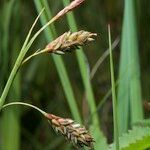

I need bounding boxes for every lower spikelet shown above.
[46,30,97,54]
[46,114,94,149]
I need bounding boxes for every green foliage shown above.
[110,127,150,150]
[118,0,143,135]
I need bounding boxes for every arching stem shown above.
[2,102,47,117]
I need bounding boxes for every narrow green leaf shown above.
[118,0,143,134]
[34,0,81,122]
[63,0,107,150]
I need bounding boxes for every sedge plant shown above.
[0,0,99,148]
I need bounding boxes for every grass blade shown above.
[34,0,81,122]
[63,0,107,149]
[118,0,143,134]
[108,26,119,150]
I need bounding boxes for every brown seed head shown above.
[46,114,94,149]
[46,30,97,54]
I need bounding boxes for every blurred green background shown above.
[0,0,150,150]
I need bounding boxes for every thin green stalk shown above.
[108,26,119,150]
[34,0,82,123]
[2,102,47,116]
[0,10,43,110]
[118,0,143,135]
[63,0,107,150]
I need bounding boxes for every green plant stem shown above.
[2,102,47,116]
[22,49,47,65]
[34,0,82,123]
[0,9,44,110]
[108,26,119,150]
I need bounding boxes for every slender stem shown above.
[22,49,47,65]
[0,9,44,110]
[2,102,47,116]
[108,25,119,150]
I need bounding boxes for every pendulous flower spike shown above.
[44,30,97,54]
[45,114,94,149]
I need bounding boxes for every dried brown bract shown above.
[55,0,84,19]
[46,30,97,54]
[46,114,94,149]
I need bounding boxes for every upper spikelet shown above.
[46,30,97,54]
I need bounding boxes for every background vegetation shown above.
[0,0,150,150]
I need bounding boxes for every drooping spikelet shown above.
[46,30,97,54]
[46,114,94,149]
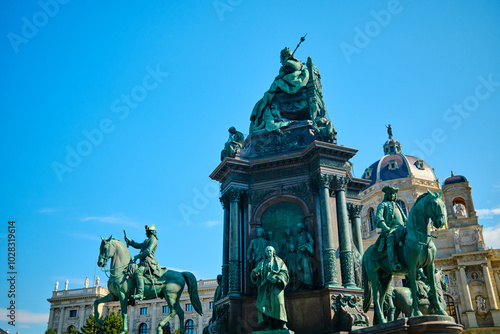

——

▶ **Exercise objective**
Reproduce every line of the records above word for word, without the pictures.

▶ **Result for this task**
I need bounding boxes for every lower spikelet shown above.
[46,30,97,54]
[46,114,94,149]
I need bounding boxes for every green foliage shown above.
[110,127,150,150]
[118,0,143,135]
I need bounding boxes for every arching stem shown above.
[2,102,47,117]
I need bounding boxes for every narrow green leaf shown above.
[118,0,143,134]
[34,0,81,122]
[63,0,107,150]
I need bounding boxes for every sedge plant shown above.
[0,0,99,148]
I need bounding boxes for every grass blade shown above.
[34,0,81,122]
[63,0,107,149]
[118,0,143,134]
[108,26,119,150]
I need bounding boxes for every brown seed head shown above.
[46,114,94,149]
[46,30,97,54]
I need bounding boxes for every blurred green background shown above.
[0,0,150,150]
I need bounding boxes for every thin green stalk shown above.
[108,26,119,150]
[34,0,82,123]
[2,102,47,116]
[0,10,43,110]
[118,0,143,135]
[63,0,107,150]
I need bounding boxes for every green plant stem shown above.
[2,102,47,116]
[22,49,47,65]
[34,0,82,123]
[0,9,44,110]
[108,26,119,150]
I need bounding boxes for every slender stem shown above.
[22,49,47,65]
[0,9,44,110]
[2,102,47,116]
[108,25,119,150]
I need bounding boxes for every pendulous flower spike shown above.
[44,30,97,54]
[45,114,94,149]
I need bounding boxes for every dried brown bract shown above.
[55,0,84,19]
[46,30,97,54]
[46,114,94,149]
I need bounding boxes for every upper spikelet shown above.
[46,30,97,54]
I need bounding boxes for every background vegetation shown above.
[0,0,150,150]
I need bounding boxes for every drooping spikelet shown above.
[46,30,97,54]
[46,114,94,149]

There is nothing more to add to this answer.